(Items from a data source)
--------------------------------------------------
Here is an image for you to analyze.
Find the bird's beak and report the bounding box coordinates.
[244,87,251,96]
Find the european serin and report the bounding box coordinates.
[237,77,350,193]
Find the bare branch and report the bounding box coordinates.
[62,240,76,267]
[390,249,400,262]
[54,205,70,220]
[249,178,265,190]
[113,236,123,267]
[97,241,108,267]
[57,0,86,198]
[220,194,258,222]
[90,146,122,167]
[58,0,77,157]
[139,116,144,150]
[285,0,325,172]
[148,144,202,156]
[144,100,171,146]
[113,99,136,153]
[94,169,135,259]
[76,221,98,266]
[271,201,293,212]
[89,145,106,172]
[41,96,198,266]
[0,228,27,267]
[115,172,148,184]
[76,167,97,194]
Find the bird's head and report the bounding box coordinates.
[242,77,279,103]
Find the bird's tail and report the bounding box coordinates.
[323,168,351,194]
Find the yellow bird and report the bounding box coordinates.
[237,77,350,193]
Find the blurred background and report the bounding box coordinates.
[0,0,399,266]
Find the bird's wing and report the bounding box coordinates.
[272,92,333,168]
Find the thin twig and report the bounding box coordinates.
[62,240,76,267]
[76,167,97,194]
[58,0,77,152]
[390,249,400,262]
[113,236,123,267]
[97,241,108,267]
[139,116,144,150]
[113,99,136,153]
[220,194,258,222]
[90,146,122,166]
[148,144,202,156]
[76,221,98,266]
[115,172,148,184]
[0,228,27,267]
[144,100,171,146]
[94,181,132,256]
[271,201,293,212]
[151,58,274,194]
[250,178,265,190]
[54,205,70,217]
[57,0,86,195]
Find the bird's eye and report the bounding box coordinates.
--------------------------------------------------
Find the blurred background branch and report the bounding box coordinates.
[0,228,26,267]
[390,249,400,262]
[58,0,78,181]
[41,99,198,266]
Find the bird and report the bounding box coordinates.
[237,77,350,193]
--------------------------------------------------
* [WHAT TO WORK ON] Above are records; repeat only the lines starting at the line with "Find the thin" and ending at the line with "Find the bird's eye", exactly as they appear, both included.

* [SOLUTION TO THIS EXERCISE]
Find the thin twig and report the bounding box coordinates.
[62,240,76,267]
[76,167,97,194]
[58,0,77,152]
[390,249,400,262]
[113,236,123,267]
[97,241,108,267]
[139,116,144,150]
[113,99,136,153]
[220,194,258,222]
[90,146,122,166]
[148,144,202,156]
[76,221,98,266]
[115,172,148,184]
[0,228,27,267]
[144,100,171,146]
[94,181,132,256]
[271,201,293,212]
[151,58,274,194]
[250,178,265,190]
[54,205,70,217]
[57,0,86,195]
Find the bird's eye and report the bounding box coordinates.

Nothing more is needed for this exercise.